EXERCISE BRIEF –
Starting at the line that contains "Give one point for each instance of the tall" and ending at the last of the items, rewrite those lines as a numbered list. Skip blank lines and leave the pictures out.

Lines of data
»»

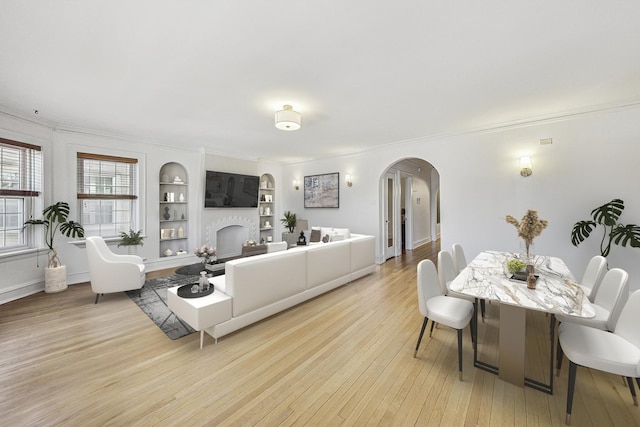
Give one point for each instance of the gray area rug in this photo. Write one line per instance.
(153, 301)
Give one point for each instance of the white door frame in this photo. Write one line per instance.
(390, 226)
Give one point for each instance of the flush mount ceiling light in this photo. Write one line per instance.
(287, 119)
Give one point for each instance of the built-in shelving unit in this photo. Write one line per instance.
(174, 210)
(266, 207)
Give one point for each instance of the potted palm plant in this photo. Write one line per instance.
(289, 221)
(55, 218)
(131, 240)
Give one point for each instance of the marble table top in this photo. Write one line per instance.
(487, 277)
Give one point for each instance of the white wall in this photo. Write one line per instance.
(592, 160)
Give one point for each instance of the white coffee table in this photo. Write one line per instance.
(200, 313)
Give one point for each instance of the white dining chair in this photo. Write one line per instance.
(593, 274)
(446, 273)
(453, 312)
(111, 272)
(616, 352)
(459, 259)
(610, 298)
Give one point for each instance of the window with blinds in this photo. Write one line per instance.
(107, 194)
(20, 183)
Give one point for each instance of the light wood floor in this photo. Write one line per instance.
(344, 358)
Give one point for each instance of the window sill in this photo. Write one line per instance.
(108, 240)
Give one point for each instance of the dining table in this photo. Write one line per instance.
(487, 277)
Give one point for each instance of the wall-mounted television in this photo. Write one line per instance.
(230, 190)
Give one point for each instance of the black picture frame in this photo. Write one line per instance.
(322, 191)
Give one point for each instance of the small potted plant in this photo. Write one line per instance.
(607, 216)
(56, 219)
(289, 221)
(132, 240)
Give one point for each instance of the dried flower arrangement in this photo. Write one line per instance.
(529, 227)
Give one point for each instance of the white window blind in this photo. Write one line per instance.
(107, 193)
(20, 182)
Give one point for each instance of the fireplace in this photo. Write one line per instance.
(229, 233)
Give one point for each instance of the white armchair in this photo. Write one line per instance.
(111, 272)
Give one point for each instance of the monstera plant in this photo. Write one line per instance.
(55, 218)
(607, 216)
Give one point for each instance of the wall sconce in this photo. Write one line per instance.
(525, 166)
(349, 180)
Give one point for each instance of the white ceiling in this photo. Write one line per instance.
(362, 73)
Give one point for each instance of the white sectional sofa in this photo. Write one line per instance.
(263, 285)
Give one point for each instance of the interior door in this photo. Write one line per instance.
(389, 217)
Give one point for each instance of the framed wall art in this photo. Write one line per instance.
(322, 191)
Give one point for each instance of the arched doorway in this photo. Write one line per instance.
(410, 190)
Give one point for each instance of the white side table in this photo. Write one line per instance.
(200, 313)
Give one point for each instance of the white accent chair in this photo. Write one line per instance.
(610, 298)
(433, 304)
(616, 352)
(593, 275)
(446, 273)
(111, 272)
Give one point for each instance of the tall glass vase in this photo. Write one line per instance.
(527, 252)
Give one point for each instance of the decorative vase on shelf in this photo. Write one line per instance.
(203, 283)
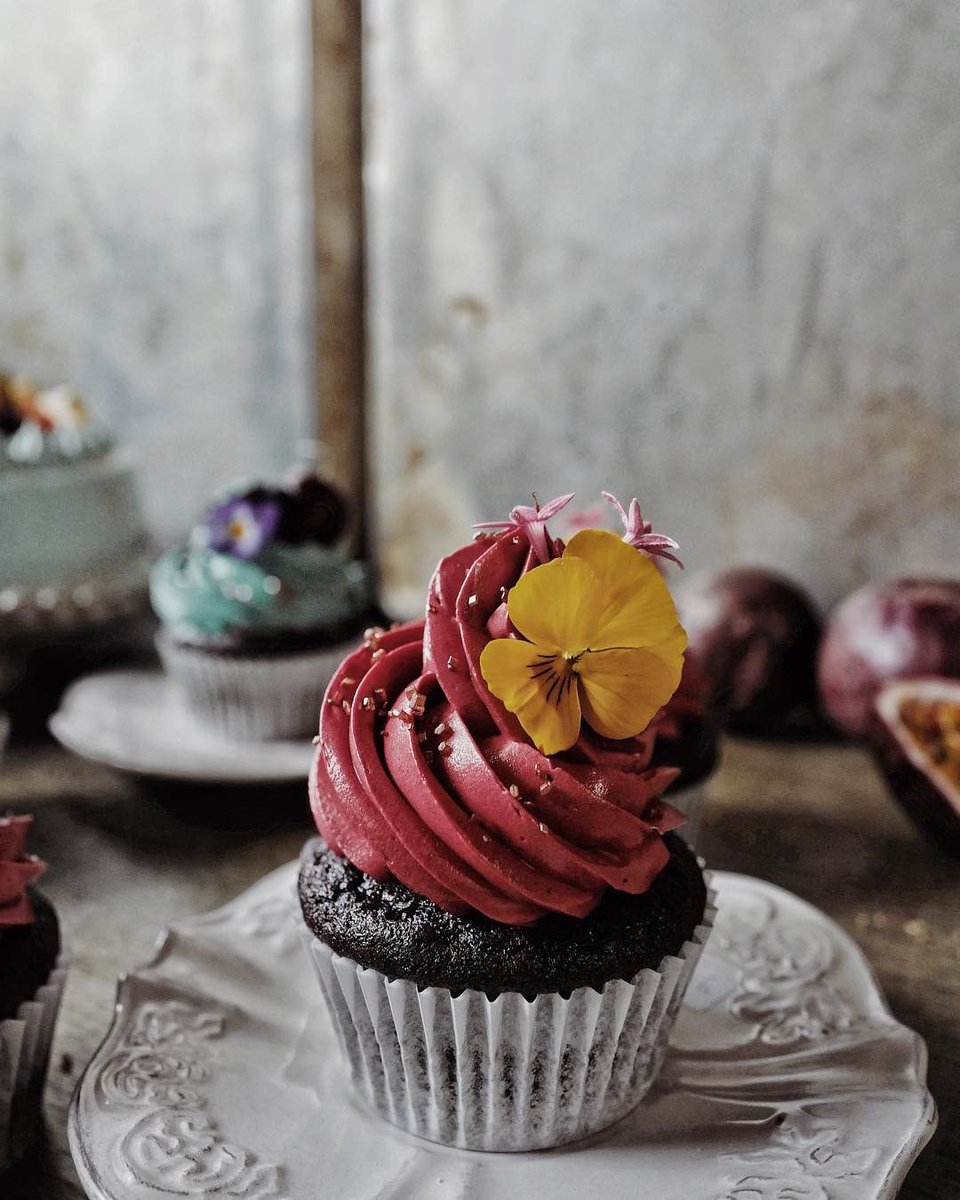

««

RESPONSE TO THE EXERCISE –
1. Give one point for each instance of the tall glass vase in this photo. Write one line per instance.
2. (527, 252)
3. Give one point for each instance of the decorative vase on shelf in this photo. Write one line per instance.
4. (203, 283)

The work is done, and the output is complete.